The Dow Jones Industrial Average was up 207 points, or 0.4%, as of 9:40 a.m. 
Eastern time, and the Nasdaq composite was 0.1% lower.

   Palantir Technologies helped lead the way and climbed 7.5% after reporting 
bigger profit and revenue for the latest quarter than analysts expected. Its 
forecast for 61% growth in revenue this year also topped analysts' 
expectations, as CEO Alex Karp crowed that his company is unique and that 
"these numbers prove it."

   The better-than-expected performance helped calm some of the worries in the 
market that AI customers may not get as big a payoff for their investments as 
they expected. Such concerns have been weighing on AI stocks after they shot to 
records because of the frenzy underway in AI tech.

   The strengthened optimism helped South Korea's Kospi surge 6.8% for its best 
day since the wild days of the COVID crash and recovery in early 2020. Just a 
day earlier, it had tumbled 5.3% from its record for its worst day in almost 10 
months. The Kospi is home to many tech stocks, including Samsung Electronics, 
which surged 11.4%.

   The action was even stronger, again, in metals markets. Gold's price climbed 
6.3% to $4,947.80 per ounce in its latest swing since its jaw-dropping rally 
suddenly halted last week.

   Silver's price, which has been whipping though even wilder moves, leaped 
13.1%.

   Gold and silver had been climbing for more than a year as investors looked 
for safer places to park their cash amid worries about everything from tariffs 
to a weaker U.S. dollar to huge debt loads for governments worldwide. Their 
prices took off in particular last month, and gold's price at one point had 
roughly doubled over 12 months.

   But those rallies suddenly gave out last week, and gold's price dropped from 
close to $5,600 to less than $4,500 on Monday. Silver plunged 31.4% on Friday 
alone.

   Many traders say expectations that President Donald Trump's nominee to lead 
the Federal Reserve will keep interest rates high to fight inflation were what 
turned the momentum initially, though some disagree. Most agree that simple 
gravity then took over.

   After gold and silver prices had shot up so much, so quickly, they were 
bound to fall back at some point, particularly with so many investors piling in 
to use gold as a way to bet on continued weakness for the U.S. dollar.

:: SOURCE INFORMATION ::

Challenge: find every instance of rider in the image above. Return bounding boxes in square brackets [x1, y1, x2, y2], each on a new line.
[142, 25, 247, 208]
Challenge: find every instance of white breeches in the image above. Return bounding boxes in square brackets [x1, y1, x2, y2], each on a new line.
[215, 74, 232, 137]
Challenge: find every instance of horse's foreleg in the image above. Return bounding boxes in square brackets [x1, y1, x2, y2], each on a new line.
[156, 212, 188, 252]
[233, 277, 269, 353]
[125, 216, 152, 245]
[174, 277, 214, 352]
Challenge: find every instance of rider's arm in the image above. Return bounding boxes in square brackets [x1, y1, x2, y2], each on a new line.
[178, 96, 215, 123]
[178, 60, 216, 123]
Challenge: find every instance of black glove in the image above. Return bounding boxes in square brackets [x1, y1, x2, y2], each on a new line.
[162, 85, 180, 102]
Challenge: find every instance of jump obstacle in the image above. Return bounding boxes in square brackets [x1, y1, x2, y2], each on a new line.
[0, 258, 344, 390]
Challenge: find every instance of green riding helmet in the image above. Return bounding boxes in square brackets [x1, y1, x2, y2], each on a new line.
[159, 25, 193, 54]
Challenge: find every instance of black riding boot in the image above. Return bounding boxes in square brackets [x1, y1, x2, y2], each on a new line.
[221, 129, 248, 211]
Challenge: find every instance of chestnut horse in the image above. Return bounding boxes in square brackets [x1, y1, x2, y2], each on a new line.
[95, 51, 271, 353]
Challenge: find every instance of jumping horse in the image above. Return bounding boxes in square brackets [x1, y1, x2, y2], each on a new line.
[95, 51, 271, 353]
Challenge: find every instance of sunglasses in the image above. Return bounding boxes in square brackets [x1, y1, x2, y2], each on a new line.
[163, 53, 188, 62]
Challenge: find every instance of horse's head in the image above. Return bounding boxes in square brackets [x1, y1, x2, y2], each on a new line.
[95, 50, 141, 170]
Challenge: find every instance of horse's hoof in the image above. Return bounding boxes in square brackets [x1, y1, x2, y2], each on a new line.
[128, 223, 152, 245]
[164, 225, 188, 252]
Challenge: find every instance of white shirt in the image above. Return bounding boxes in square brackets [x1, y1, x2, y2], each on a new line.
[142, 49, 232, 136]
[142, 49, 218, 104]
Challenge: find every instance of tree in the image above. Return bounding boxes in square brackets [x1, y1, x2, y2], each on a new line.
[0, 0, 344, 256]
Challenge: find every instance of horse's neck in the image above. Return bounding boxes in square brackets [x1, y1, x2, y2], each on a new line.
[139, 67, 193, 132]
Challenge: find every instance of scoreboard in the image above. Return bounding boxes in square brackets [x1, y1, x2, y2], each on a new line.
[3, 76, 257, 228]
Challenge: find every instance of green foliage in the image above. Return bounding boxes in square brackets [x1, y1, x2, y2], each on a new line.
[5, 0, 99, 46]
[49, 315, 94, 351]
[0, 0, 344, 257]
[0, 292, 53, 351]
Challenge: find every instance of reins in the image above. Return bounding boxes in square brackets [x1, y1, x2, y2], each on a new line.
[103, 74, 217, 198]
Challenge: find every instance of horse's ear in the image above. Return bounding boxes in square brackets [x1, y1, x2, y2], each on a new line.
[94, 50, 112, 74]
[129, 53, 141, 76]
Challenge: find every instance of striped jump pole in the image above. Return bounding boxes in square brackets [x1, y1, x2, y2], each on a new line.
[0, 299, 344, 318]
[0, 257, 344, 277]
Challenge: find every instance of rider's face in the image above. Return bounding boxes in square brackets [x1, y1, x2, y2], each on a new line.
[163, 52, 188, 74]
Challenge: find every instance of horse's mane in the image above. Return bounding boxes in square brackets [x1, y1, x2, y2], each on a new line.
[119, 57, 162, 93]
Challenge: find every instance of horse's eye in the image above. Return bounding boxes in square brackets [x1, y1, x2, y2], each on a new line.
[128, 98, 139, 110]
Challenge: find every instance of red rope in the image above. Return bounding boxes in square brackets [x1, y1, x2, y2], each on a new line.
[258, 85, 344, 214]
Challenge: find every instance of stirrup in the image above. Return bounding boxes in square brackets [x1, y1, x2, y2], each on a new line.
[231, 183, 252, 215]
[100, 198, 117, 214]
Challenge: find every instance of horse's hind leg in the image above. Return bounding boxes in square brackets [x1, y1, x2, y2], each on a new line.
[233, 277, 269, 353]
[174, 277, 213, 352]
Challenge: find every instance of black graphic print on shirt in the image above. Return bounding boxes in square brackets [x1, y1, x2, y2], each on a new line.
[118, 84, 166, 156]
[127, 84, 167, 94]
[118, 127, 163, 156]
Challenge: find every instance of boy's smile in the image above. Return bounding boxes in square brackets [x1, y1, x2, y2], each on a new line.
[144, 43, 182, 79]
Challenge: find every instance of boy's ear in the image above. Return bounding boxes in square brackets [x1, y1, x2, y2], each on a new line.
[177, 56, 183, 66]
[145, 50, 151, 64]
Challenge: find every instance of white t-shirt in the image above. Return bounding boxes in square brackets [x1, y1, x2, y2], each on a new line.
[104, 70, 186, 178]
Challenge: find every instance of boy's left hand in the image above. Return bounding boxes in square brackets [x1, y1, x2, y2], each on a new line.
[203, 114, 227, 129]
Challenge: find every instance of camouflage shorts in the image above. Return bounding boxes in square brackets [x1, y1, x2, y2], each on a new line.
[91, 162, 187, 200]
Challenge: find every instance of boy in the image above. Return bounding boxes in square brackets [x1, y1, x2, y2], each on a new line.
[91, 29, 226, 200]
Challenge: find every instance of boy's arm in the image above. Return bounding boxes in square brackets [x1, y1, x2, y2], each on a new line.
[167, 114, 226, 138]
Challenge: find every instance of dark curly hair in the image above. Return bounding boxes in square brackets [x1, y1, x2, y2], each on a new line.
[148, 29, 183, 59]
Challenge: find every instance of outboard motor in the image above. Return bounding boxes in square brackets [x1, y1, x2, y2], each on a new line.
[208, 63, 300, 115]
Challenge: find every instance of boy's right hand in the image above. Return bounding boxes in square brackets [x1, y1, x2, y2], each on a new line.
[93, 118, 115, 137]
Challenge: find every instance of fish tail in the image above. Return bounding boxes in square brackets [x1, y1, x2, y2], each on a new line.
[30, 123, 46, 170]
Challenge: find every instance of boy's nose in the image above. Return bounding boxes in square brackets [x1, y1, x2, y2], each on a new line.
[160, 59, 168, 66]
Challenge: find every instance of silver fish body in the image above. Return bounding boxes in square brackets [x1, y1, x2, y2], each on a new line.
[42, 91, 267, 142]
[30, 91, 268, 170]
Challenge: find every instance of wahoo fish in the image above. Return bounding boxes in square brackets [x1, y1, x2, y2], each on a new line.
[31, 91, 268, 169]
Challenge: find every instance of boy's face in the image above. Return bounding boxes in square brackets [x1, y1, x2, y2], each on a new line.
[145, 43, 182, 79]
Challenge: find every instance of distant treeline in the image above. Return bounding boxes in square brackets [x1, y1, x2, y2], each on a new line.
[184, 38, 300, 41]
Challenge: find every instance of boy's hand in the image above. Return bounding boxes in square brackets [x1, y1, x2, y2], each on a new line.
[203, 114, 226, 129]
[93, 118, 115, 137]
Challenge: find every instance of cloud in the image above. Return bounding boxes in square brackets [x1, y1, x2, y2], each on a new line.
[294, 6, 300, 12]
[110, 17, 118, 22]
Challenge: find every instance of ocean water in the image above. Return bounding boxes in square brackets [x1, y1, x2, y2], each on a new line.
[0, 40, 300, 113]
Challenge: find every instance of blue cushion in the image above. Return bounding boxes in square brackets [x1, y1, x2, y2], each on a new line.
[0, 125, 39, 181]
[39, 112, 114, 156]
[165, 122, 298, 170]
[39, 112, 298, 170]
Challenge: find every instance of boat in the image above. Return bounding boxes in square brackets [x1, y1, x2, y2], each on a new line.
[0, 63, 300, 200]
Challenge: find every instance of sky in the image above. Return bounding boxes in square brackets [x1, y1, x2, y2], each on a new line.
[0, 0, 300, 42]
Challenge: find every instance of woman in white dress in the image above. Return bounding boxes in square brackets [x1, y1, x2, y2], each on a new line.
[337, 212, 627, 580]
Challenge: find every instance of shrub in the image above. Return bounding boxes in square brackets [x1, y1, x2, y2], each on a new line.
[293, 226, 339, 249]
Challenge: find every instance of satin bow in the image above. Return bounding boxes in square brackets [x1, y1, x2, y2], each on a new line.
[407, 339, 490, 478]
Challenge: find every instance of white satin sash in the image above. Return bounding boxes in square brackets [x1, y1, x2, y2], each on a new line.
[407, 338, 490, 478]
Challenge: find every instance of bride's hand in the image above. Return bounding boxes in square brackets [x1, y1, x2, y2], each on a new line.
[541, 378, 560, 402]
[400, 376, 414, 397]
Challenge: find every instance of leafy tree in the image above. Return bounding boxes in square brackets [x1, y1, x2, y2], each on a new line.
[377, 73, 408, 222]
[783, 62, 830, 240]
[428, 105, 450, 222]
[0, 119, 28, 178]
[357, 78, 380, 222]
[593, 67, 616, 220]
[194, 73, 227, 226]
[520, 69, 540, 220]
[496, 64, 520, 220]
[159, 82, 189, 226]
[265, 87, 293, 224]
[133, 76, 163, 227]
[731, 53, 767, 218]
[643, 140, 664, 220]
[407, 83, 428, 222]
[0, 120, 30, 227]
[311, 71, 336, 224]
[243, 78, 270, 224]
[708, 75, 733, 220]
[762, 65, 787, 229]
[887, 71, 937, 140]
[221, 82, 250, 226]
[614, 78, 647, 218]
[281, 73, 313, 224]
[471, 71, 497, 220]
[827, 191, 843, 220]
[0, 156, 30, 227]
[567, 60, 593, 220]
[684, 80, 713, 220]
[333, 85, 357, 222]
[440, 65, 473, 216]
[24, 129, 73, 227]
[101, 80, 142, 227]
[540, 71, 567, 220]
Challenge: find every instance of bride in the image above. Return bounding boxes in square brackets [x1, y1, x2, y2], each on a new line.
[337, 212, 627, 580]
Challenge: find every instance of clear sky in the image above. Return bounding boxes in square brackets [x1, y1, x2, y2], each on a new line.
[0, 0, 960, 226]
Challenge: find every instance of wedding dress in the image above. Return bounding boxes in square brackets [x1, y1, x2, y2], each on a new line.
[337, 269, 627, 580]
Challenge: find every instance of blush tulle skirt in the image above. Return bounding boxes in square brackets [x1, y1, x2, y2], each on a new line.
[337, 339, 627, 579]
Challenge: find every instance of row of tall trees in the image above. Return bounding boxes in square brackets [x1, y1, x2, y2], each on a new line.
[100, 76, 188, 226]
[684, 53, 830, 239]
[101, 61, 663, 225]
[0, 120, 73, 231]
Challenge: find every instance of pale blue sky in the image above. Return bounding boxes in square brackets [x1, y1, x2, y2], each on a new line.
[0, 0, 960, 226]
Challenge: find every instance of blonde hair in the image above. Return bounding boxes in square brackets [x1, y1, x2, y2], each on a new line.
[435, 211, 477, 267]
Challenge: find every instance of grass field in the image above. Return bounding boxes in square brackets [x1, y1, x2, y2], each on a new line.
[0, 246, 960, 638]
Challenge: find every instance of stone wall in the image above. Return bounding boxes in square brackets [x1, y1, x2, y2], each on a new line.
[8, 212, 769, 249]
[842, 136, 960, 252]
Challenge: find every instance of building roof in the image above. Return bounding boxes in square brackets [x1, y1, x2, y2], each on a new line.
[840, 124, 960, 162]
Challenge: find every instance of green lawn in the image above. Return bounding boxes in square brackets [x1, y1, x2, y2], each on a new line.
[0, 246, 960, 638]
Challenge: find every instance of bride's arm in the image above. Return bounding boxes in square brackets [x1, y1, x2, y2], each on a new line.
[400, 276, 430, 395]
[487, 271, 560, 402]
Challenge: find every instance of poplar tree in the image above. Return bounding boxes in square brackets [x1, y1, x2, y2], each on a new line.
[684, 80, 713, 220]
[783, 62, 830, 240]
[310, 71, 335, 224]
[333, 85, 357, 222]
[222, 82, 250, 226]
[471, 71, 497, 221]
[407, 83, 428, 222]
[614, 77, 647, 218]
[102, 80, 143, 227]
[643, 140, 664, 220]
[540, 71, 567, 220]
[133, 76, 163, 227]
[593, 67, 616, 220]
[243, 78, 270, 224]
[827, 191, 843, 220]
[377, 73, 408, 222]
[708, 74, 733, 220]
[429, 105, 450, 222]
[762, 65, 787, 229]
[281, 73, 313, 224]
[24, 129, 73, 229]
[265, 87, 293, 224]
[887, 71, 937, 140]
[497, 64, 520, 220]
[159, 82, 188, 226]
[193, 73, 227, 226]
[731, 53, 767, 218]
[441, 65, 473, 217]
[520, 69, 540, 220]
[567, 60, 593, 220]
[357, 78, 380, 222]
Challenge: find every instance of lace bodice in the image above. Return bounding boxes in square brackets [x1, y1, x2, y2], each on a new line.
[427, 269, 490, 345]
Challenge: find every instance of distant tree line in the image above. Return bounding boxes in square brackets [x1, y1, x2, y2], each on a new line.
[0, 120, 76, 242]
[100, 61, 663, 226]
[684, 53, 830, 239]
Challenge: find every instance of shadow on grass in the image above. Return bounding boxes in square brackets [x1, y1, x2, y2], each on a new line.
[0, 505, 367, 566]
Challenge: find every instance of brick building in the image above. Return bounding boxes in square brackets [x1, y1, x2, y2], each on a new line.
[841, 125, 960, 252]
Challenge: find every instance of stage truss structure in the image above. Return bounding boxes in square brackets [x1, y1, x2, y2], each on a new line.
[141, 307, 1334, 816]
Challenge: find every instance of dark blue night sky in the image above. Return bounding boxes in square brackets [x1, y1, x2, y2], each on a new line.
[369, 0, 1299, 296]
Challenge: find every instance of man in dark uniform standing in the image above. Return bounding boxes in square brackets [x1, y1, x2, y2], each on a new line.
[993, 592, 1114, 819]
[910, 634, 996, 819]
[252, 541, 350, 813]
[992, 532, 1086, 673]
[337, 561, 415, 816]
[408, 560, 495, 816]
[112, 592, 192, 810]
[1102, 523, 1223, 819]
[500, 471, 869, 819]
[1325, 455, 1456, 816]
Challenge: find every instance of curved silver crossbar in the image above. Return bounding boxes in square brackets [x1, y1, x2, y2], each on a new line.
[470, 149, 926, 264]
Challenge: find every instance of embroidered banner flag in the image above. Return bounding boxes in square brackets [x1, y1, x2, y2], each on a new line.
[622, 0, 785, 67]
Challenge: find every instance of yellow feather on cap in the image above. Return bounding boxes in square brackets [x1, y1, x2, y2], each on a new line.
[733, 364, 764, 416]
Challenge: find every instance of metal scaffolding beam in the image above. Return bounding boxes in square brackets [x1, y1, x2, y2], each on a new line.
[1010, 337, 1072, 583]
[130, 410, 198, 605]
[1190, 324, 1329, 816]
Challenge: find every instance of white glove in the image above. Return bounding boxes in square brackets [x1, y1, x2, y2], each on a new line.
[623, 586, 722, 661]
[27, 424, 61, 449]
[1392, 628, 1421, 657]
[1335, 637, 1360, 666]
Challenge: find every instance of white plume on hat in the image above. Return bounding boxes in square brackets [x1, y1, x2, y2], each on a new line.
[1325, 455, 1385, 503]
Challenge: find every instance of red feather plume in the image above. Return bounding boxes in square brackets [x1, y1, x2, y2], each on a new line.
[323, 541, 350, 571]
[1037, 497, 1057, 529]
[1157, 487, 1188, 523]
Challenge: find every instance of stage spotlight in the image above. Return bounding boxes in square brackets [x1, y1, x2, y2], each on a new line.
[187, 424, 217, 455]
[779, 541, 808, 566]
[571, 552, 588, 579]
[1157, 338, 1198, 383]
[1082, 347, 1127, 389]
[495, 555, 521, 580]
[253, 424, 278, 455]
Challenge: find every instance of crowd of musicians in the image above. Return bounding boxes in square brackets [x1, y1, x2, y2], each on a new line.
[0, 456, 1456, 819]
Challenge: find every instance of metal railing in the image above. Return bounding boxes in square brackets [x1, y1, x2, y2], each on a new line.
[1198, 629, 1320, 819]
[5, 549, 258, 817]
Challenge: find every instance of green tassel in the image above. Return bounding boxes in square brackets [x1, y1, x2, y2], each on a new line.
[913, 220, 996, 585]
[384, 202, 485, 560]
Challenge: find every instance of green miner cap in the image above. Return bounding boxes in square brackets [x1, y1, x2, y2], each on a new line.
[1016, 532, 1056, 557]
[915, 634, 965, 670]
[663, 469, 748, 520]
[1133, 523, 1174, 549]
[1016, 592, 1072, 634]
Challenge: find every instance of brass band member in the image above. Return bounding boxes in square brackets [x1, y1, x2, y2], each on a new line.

:: TRY IT ::
Extend the market news passage on stocks, gold and silver, picking up after its final sentence. The rows have no connection to the market news passage.

:: REPLY TO THE EXERCISE ::
   "The move underscored how stretched anti-USD positioning had become," 
according to volatility strategists at Barclays.

   On Wall Street, PepsiCo rose 2.8% after the snack and beverage giant's 
profit and revenue for the latest quarter nudged past analysts' expectations, 
though it also said it would cut prices this year on Lay's, Doritos and other 
snacks to try and win back inflation-weary customers.

   That helped work against a 18.2% drop for PayPal, which reported weaker 
results for the latest quarter than analysts expected. It also named a new CEO 
after it said "the pace of change and execution" over the last two years "was 
not in line" with the board or directors' expectations.

   Pfizer fell 3.6% even though it reported stronger profit for the latest 
quarter than analysts expected. The pharmaceutical company gave a forecasted 
range for profit in 2026 whose midpoint was below analysts' expectations.

   The Walt Disney Co. slipped 1.2% after it said Josh D'Amaro, head of the 
company's parks business, will become its next CEO in March.

   In the bond market, the yield on the 10-year Treasury held at 4.29%, where 
it was late Monday.

   In stock markets abroad, indexes bounced back in Asia from sharp losses the 
prior day. Japan's Nikkei 225 rallied 3.9%, while stocks rose 1.3% in Shanghai 
and 0.2% in Hong Kong.

   Indexes were weaker in Europe, where France's CAC 40 fell 0.6%.